**AUFGABE A**
Tippe in der Liste die Zeilen von der Zeile mit „of the dark“ bis zum Ende der Liste unverändert ab.

**EXTRAHIERTER TEXT**

_ _ _ _ _

Politik

Eines der letzten Refugien für Party-Paffer: Freiluft-Terrassen über den Dächern Münchens. (Foto: dpa)

09.07.2010

Rauchzeichen über der Isar

Das strenge bayerische Qualm-Verbot könnte bald in anderen Bundesländern Schule machen

So absurde Reaktionen löst wohl nur ein Volksentscheid aus: Da rebellieren die Bürger gegen ein Gesetz der Staatsregierung und kippen es nach einem hitzigen Wahlkampf sogar mit komfortabler Mehrheit – und der Ministerpräsident freut sich mehr als jeder Oppositionsführer. Er sei „hochzufrieden“, verkündete Horst Seehofer und meint: „Wenn das Volk entscheidet, hat es recht.“
Mit 61 Prozent haben die Befürworter des strengen Rauchverbots beim Volksentscheid am Sonntag gewonnen. Damit bekommt Bayern am 1. August Deutschlands härtestes Rauchverbot für Gaststätten. Ausnahmen wird es nicht mehr geben. So haben die Bürger mit wenigen Änderungen ein Gesetz durchgesetzt, das eigentlich einmal die CSU-Landtagsfraktion entworfen hatte, 2007, noch mit satter Zweidrittelmehrheit.
Mit einem – bis auf das Schlupfloch, das die Raucherclubs boten – praktisch ausnahmslosen Rauchverbot in Gaststätten zog die CSU damals den Zorn von Bayerns Wirten auf sich. Eine Kommunalwahlklatsche und ein Landtagswahldebakel später einigte sich die neue Regierung aus Christsozialen und Liberalen im Koalitionsvertrag auf großzügige Ausnahmen für Einraumkneipen, Nebenräume und Bierzelte. Die FDP hatte das gelockerte Rauchverbot zu einem zentralen Wahlversprechen gemacht. Die Mehrheit der bayerischen Bürger hat das offenbar nicht begeistert. Nur 39 Prozent der Teilnehmer an der Volksabstimmung wollten das lockere Gesetz behalten.

_ _ _ _ _

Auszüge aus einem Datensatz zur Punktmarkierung
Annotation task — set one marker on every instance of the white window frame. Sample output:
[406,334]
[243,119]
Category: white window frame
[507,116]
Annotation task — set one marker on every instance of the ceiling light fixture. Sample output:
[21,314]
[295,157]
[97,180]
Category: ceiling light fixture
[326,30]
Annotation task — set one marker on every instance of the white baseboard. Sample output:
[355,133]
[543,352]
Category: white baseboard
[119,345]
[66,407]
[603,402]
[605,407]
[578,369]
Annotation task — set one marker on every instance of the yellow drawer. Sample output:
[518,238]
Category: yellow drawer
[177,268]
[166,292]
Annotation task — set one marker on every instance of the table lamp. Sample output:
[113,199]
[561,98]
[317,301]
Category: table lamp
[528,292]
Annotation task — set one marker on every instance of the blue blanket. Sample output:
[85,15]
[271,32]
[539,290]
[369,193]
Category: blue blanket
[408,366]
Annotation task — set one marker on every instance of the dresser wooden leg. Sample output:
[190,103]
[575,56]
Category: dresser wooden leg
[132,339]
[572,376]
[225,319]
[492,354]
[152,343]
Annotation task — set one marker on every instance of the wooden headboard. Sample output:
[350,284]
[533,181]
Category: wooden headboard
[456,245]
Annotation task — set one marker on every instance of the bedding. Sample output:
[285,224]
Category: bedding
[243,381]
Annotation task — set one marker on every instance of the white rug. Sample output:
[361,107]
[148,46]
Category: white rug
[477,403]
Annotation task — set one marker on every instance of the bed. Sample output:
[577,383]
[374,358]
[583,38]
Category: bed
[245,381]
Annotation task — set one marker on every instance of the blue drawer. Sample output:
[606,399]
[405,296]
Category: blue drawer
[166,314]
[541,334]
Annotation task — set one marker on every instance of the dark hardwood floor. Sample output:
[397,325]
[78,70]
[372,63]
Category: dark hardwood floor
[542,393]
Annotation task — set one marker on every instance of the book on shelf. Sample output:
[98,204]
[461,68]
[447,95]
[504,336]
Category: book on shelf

_ _ _ _ _

**AUFGABE B**
Fasse den Artikel über das bayerische Rauchverbot in zwei Sätzen zusammen.

**ERWARTETE ANTWORT A**
Annotation task — set one marker on every instance of the dark hardwood floor. Sample output:
[397,325]
[78,70]
[372,63]
Category: dark hardwood floor
[542,393]
Annotation task — set one marker on every instance of the book on shelf. Sample output:
[98,204]
[461,68]
[447,95]
[504,336]
Category: book on shelf

**ERWARTETE ANTWORT B**
Beim Volksentscheid haben die Befürworter des strengen Rauchverbots mit 61 Prozent gewonnen, sodass Bayern am 1. August ohne Ausnahmen Deutschlands härtestes Rauchverbot für Gaststätten bekommt. Das Gesetz hatte ursprünglich 2007 die CSU-Landtagsfraktion entworfen, bevor sich die neue Regierung aus Christsozialen und Liberalen auf großzügige Ausnahmen für Einraumkneipen, Nebenräume und Bierzelte einigte.